(Passage for review):
########

Dec. 4th, 2016

monstersinthecosmos: (Default)

This is my third time starting this entry, because my thoughts are so convoluted and tangled and I can't make sense of any of it.


The short version is this: I don't know how to be compassionate without being a doormat.


I was ready to make a quick sketch of My History With Damaged People, but it was turning into somewhat of a novella, and if we're telling the truth I could probably publish an entire book on the subject. Everyone could get their own chapter. The Liar, The Whore, The Maniac, The Suicidal Boyfriend. It's as if I have a tractor-beam in my heart that draws these people to me.

A lot of it has to do with my upbringing. I grew up in a small town and went to a small school. Pre-Hot Topic boom all the weirdos were basically winging it; there wasn't a cookie-cutter approach to being a weird kid the way there came to be in the post-Avril world. I myself looked like I had just crawled out from under Les Innocents, lots of pieced-together thrifted black articles, the occasional pathetic nu-metal tshirt. There wasn't a standard uniform. Even today, as an adult, it's easy to spot a metalhead and give the nod, but at that time it was just. The few of us who were weird. And along with being "weird" came the fact that we were all fucking crazy.

So, without getting into it like I'd originally planned, I'll just keep it as: All of my best friends as an adolescent ultimately wound up being toxic and abusive and broke so many little pieces from me that I'm still trying to find.

Then, as an adult, we can gloss over the experience of being ex-communicated from my family because they didn't appreciate the burden of my social anxiety, and couldn't muster up the empathy to meet me halfway on issues like The Phone, in which I don't call as often as I should because I am paralyzed with fear, and they chalk it up to me not caring about them and generally being a Terrible Person. Now it's me that's the damaged one.

########

(Explore the material):
#1 Decide whether each of the following statements agrees with the journal entry above. For each, answer yes or no and quote the words of the entry that settle it. (a) The writer grew up in a small town. (b) This is the writer's second attempt at starting the entry. (c) When the writer was young, the weird kids shared a standard uniform.
#2 Resume the journal entry about compassion and damaged people, picking up after its final sentence.

########

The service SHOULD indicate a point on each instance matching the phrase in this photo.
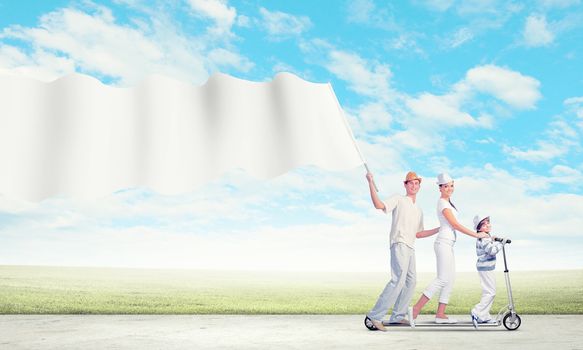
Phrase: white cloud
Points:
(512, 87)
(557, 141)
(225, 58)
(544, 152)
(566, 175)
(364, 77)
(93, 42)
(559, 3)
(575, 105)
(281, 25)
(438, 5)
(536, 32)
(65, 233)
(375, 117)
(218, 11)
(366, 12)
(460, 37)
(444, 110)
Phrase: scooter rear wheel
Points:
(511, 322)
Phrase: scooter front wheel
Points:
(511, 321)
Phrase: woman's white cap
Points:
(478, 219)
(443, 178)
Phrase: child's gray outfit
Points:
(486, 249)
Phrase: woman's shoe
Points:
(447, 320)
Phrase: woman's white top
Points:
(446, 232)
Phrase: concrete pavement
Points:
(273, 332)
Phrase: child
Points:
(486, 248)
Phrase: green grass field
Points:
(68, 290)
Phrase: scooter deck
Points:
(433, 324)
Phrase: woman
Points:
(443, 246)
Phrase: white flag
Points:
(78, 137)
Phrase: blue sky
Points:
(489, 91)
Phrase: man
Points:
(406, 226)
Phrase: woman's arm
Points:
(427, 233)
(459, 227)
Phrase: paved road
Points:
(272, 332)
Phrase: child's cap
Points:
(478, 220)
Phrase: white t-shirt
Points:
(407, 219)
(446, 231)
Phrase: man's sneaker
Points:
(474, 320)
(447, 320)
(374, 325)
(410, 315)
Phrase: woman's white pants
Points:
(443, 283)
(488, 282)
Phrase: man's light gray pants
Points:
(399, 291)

########

(Exercise answers):
#1
(a) Yes: "I grew up in a small town and went to a small school."
(b) No: "This is my third time starting this entry"
(c) No: "There wasn't a standard uniform."

#2
And my point in all of this is that it's carved a very narrow path in which to live. My family disowning me has been, to date, the most painful experience in my life, and one that I haven't fully learned to cope with yet. So, feeling this rejection so keenly, all the time, makes me strive to be patient and empathetic and compassionate. It makes me look back on the old imperfect friendships with shame, because, although they were toxic and unhealthy, I try to make myself believe that I could've salvaged them somehow, I could've helped these people, and if I'd been more patient to the fact that they were mentally ill instead of writing it off as them being assholes, it would've been different, and maybe I'd sleep better at night.






I'm setting the stage here to discuss the recent events involving The Suicidal Boyfriend. Who's now the ex-boyfriend. And the reason that I've started the entry up multiple times now is because when I get to this part I wilt. It's bothering me, and I keep thinking I want to talk about it, and write it down so that I can organize my thoughts, but. When it's actually time, when it's in front of my face, I think it just still hurts too much.

Everything involving him always opens up a floodgate. There's a thread going back the whole time I've known him, just past seven years now, and if I get upset about one thing I always wind up getting drawn into the next thing and the next thing. And in the end I'm always emotionally maimed, and past the end, I wind up blaming myself. Because I haven't learned how to stick up for myself, because cutting him out of my life always conflicted with my need to be compassionate and empathetic, and I so desperately tried to undo the mistakes I'd made with the other fucking lunatics who've come through my life.

It's so hard to talk about because whenever I bring up the bad things about him, I feel so deeply ashamed that I put up with it for so long. There's another side to the coin, of course, and I have to keep telling myself that. Things weren't always bad. He's sick but he's not a bad person. I'm strong enough to bear the brunt of his illness if that's what it takes to get him through. I love him and that's something I'm willing to do for him. But when I talk about the bad things. They just seem so overpowering. And my friends would judge me, and give me irrelevant advice, and after a while I knew I couldn't keep coming to them about it, over and over like a broken record. I kept so much of it to myself and it makes me feel so suffocated.


So it's a lot to talk about. I don't have a coherent way to get it out yet. But it's here, it's in me. I need to chip away it a little at a time until I can come up with something cohesive to say.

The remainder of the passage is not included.